▶ Required task
Please pick out each line in the listing below that contains the word "wheel" and copy those lines out in order.

## Start

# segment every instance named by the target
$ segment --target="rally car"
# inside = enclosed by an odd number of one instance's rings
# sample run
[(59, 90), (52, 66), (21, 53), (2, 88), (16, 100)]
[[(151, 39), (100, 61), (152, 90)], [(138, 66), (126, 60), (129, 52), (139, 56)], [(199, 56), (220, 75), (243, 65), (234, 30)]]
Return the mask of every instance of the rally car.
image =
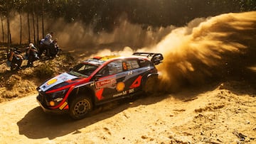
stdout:
[(37, 88), (36, 99), (45, 112), (68, 112), (80, 119), (95, 106), (153, 92), (155, 65), (163, 60), (161, 53), (149, 52), (95, 57), (47, 80)]

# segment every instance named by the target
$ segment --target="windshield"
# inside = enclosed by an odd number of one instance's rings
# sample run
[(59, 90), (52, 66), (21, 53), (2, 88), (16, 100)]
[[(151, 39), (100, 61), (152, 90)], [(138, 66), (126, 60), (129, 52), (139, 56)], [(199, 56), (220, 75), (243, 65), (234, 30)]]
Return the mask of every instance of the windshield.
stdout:
[(88, 77), (98, 67), (88, 63), (80, 63), (69, 72), (78, 77)]

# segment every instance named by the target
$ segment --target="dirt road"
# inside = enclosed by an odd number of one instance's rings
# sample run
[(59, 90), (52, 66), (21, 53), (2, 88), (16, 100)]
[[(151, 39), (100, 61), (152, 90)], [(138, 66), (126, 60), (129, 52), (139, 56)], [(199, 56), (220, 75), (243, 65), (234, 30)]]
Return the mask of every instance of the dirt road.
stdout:
[(204, 90), (129, 99), (105, 106), (80, 121), (44, 113), (33, 95), (0, 104), (0, 141), (256, 143), (255, 95), (255, 89), (239, 83), (225, 83)]

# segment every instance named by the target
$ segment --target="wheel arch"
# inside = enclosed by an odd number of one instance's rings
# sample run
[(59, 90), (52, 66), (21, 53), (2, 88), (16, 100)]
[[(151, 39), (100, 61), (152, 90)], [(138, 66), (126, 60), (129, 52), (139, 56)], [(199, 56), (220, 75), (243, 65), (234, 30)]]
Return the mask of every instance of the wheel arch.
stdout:
[(79, 96), (80, 95), (83, 95), (88, 96), (91, 99), (92, 105), (95, 104), (95, 92), (94, 91), (88, 87), (80, 87), (75, 88), (69, 95), (68, 99), (68, 101), (71, 101), (75, 97)]

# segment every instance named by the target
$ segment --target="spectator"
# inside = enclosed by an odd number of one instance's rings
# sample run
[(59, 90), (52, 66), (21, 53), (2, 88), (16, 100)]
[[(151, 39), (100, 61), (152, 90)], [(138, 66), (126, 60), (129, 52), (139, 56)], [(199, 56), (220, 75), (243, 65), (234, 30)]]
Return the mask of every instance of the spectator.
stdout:
[(33, 66), (33, 62), (39, 60), (38, 57), (38, 50), (33, 43), (30, 43), (26, 50), (26, 55), (28, 59), (27, 67)]
[(23, 62), (23, 57), (16, 48), (11, 49), (7, 54), (7, 65), (11, 67), (11, 70), (21, 70), (21, 65)]

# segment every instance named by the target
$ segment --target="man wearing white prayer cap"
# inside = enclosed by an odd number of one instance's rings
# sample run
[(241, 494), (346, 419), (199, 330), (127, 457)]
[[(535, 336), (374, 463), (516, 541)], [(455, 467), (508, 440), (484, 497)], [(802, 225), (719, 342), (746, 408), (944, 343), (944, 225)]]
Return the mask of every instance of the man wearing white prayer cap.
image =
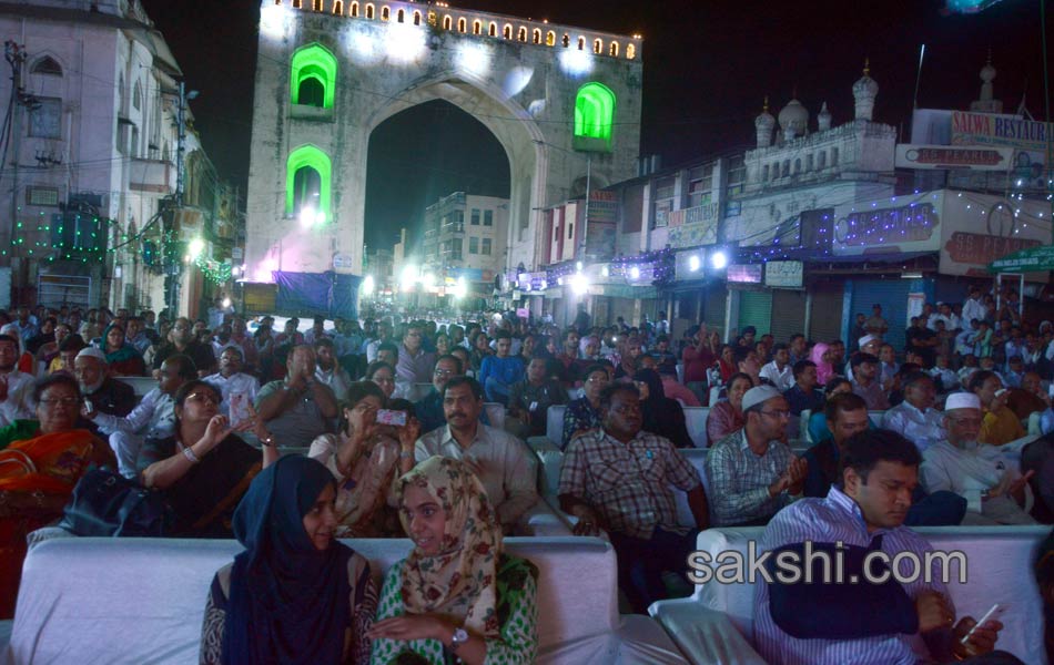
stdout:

## End

▶ Response
$ segment --target="wheel arch"
Return the mask of every instance of the wheel arch.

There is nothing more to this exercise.